Annotate transcripts (app: Rename contigs 2.0)
Description: Rename contigs 2.0 takes in two files as input, the list produced in the last step and the transcripts fasta file produced in Section D (Rename transcripts), and matches the transcript names to the the same name in the list file, then appends the Blat matched name in the second column of the list to the end of the transcript name. The end result is a transcript fasta file with the original names linked to its Blat match.
- Log into the Discovery Environment: https://de.iplantcollaborative.org/de/.
- Open the Rename contigs 2.0 app (Public Applications > NGS > Transcriptome Profiling > Misc RNASeq Tools > Rename contigs 2.0).
- Change 'Analysis Name' to Annotate_Transcripts, add a 'Description' (optional), and use the default 'output folder'.
- Click on the Settings tab.
- Click on the 'Sequence file' field. Browse to the folder that contains the renamed .cds file from Section D (Rename transcripts) (Sample data: Community Data > iplant_training > rna-seq_without_genome > J_annotate_transcripts > BA_transcripts_cds.fa). Select the file, then click on OK.
- Click on the 'List of names-old and new' field. For the list of names enter cutWrapper_output.txt from Section I (Reformat Blat results) (Sample data: Community Data > iplant_training > rna-seq_without_genome > J_annotate_transcripts > cutWrapper_output.txt). Select the file, then click on OK.
- Click on the 'Output File Name' field. Enter 'BA_transcriptome_annotated.fasta' for the output file name.
- Click on "Launch Analysis".
- Click on 'Analyses' from the DE workspace and monitor the 'Status' of the analysis (e.g., Idle, Submitted, Pending, Running, Completed, Failed).
- Once launched, an analysis will continue whether the user remains logged in or not.
- Email notifications update on the analysis progress; they can be switched off under 'Preferences'.
- If the analysis fails or does not proceed in the anticipated timeline, check these tips for troubleshooting. (Using the sample data, the analysis should be complete in less than 5 minutes.)
- To re-run an analysis, click the analysis "App" in the 'Analyses' window.
- Access analysis results in one of two ways:
- In the 'Analyses' window click on the analysis "Name" to open the output folder.
- In the 'Data' window, click on user name, then navigate to the folder that holds the output of the analysis. (Find the output for the sample at Community Data > iplant_training > rna-seq_without_genome > J_annotate_transcripts > output_from_sample_data.)
- The output should include a mixture of unchanged sequence names and ones that have the gene/protein names (from refseq_protein) appended. This step is not required, but provides a convenient means of tracking the information related to the identities of these annotated transcript sequences. These sequences are not complete transcripts, but coding sequences, which helps tie them to the peptide sequences that they match. If at some point the full transcript sequences for some of these are needed, they can be found within the names created for the coding sequences in BA_transcripts_annotated.fasta.

#### Dataset entries:
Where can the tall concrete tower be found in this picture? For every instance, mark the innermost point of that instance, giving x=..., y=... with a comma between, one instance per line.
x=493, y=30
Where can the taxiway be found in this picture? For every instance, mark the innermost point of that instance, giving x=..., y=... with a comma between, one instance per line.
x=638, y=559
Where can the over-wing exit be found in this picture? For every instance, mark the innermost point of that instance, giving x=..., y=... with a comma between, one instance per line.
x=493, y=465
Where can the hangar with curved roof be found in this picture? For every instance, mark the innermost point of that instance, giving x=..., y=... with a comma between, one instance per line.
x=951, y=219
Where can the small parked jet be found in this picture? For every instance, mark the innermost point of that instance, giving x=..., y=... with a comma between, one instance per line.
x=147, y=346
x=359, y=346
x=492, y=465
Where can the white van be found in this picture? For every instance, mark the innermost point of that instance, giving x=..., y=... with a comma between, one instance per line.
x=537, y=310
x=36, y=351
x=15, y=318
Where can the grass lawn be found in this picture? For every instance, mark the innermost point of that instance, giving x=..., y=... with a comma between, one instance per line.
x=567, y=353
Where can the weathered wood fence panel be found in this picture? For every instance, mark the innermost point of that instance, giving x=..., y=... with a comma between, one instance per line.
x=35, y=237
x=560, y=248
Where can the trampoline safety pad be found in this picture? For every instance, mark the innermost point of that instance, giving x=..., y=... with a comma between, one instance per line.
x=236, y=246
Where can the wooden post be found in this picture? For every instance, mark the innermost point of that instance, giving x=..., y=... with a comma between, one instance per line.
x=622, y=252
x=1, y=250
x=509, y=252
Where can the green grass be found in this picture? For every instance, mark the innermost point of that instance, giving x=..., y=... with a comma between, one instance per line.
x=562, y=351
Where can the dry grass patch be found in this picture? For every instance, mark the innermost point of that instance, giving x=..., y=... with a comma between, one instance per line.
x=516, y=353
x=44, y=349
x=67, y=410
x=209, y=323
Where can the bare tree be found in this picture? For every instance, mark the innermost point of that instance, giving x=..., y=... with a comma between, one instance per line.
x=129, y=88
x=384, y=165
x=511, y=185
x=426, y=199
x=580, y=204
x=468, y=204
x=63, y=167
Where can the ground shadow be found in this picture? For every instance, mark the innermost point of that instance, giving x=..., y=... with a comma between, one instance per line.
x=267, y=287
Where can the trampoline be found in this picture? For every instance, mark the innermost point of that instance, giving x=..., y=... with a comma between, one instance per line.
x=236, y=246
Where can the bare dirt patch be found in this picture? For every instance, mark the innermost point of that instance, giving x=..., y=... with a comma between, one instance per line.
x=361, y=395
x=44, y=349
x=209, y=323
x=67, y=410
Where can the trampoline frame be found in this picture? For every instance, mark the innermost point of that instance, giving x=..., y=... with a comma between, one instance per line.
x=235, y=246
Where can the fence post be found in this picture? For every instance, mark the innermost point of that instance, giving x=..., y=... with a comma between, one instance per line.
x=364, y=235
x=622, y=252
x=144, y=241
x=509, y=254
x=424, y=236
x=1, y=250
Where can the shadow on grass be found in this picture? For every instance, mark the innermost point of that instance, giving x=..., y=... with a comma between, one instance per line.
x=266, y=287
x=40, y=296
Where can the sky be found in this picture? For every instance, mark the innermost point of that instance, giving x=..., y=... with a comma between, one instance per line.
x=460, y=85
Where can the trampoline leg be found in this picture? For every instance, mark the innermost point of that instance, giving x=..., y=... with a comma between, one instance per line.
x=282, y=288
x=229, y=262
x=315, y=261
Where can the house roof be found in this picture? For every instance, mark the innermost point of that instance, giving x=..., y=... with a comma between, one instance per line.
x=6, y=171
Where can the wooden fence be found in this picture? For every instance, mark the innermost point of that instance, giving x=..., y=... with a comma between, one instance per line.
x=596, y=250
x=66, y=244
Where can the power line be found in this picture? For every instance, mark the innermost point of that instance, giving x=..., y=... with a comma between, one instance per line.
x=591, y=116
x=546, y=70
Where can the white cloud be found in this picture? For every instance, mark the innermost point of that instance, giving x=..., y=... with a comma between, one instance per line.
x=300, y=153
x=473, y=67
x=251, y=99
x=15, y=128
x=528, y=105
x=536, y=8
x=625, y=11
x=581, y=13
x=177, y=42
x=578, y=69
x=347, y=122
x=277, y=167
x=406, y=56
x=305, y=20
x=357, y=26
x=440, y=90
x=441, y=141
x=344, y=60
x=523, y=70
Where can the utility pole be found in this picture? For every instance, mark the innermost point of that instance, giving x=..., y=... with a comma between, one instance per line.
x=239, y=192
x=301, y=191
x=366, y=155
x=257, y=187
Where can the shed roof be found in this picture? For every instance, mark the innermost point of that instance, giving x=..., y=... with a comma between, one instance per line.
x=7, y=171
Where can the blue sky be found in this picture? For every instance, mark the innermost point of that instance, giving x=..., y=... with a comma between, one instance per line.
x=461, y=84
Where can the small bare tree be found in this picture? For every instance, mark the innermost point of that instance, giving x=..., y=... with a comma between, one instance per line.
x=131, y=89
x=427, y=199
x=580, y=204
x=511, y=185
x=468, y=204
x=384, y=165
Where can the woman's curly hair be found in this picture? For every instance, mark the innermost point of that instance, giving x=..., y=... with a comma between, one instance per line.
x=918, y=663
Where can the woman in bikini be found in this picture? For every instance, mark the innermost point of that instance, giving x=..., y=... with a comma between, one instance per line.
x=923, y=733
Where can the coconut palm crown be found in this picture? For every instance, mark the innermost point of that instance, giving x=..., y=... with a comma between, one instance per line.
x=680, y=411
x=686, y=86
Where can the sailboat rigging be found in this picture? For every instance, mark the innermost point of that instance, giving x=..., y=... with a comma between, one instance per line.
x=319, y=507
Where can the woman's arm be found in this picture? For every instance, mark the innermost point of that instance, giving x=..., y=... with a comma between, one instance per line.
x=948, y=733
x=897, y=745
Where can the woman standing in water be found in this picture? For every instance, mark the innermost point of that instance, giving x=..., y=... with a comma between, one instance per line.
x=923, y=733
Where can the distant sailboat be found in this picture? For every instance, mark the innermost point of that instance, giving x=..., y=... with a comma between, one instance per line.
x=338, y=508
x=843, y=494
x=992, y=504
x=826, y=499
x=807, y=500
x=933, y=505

#### Your instructions:
From the Rename contigs 2.0 instructions, return word for word the passage starting with "Description: Rename contigs" and going on through "its Blat match.".

#### Answer to this task:
Description: Rename contigs 2.0 takes in two files as input, the list produced in the last step and the transcripts fasta file produced in Section D (Rename transcripts), and matches the transcript names to the the same name in the list file, then appends the Blat matched name in the second column of the list to the end of the transcript name. The end result is a transcript fasta file with the original names linked to its Blat match.